━━ Source text ━━

RGS-IBG Annual Conference, Manchester: 26-28 August 2009
(www.rgs.org/AC2009)
2nd Call for papers:
GEOGRAPHY AND RELIGION IN THE LONG NINETEENTH CENTURY
Co-sponsored by the Historical Geography Research Group and the History and
Philosophy of Geography Research Group
Organised by Dr Diarmid Finnegan (Queen’s University, Belfast) and Dr Edwin
Aiken (Queen’s University, Belfast)
How important is religion to our understanding of the history of geographical
knowledge? Although we are now better equipped to answer this question
thanks to important work on the religious concerns which animated
geographical endeavour in the past (e.g. Driver 2001; Livingstone 1992;
Mayhew 2000) religion has rarely been taken as a central problematic in the
historiography of geography. Taking the long nineteenth century as a
temporal frame, this session seeks to evaluate further the significance of past
connections between religious and geographical knowledge and praxis. Papers
are invited which resist anachronistic applications of ‘geography’ and ‘religion’
to the past while avoiding overly circumscribed definitions of those frequently
conjoint and contested enterprises. Participants might also work towards a
rapprochement between historical geographies of religion (e.g. Brace et al
2007) and a spatialised history of geographical knowledge (e.g. Withers
2001). More generally, highlighting the interplay between religion and
geography might be used as a basis for more extensive explorations of the
relations between geography, knowledge and society during the long
nineteenth century.

━━━
━━ Information provided ━━

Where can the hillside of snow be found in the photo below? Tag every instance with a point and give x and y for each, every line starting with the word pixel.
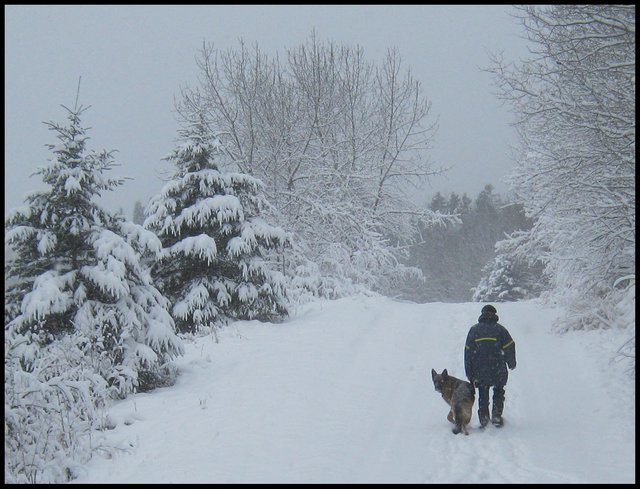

━━━

_Given instruction 1_. Write out the portion of the call for papers between "RGS-IBG Annual Conference, Manchester: 26-28" and "Aiken (Queen’s University, Belfast)", inclusive.
_Given instruction 2_. Pick up the geography and religion call for papers where its last sentence ends and keep writing.

_Exercise output 1_.
RGS-IBG Annual Conference, Manchester: 26-28 August 2009
(www.rgs.org/AC2009)
2nd Call for papers:
GEOGRAPHY AND RELIGION IN THE LONG NINETEENTH CENTURY
Co-sponsored by the Historical Geography Research Group and the History and
Philosophy of Geography Research Group
Organised by Dr Diarmid Finnegan (Queen’s University, Belfast) and Dr Edwin
Aiken (Queen’s University, Belfast)

_Exercise output 2_.
The following list of sub-themes provides an indication of the session’s
intellectual scope:
- Theologies of nature and geographical knowledge
- Darwinism, geography and natural theology
- ‘Disciplinary’ history and secularisation
- Scriptural geography and Orientalism
- Christian missions and geography
- Travellers, ethnography and comparative religion
- The persistence of ‘Renaissance’ geography and its theological correlates
- The religious lives of geographers
- Spiritualism, mysticism and _fin de siècle_ geography
- Text books, school geography and religion
- Popular geographical knowledge in religious contexts
- Imperialism and ‘religious geopolitics’
- Mapping religion: nineteenth-century cartographic projects
If you are interested in presenting a paper on these or related themes please
contact either Dr Diarmid Finnegan ([log in to unmask]) or Dr Edwin Aiken
([log in to unmask]).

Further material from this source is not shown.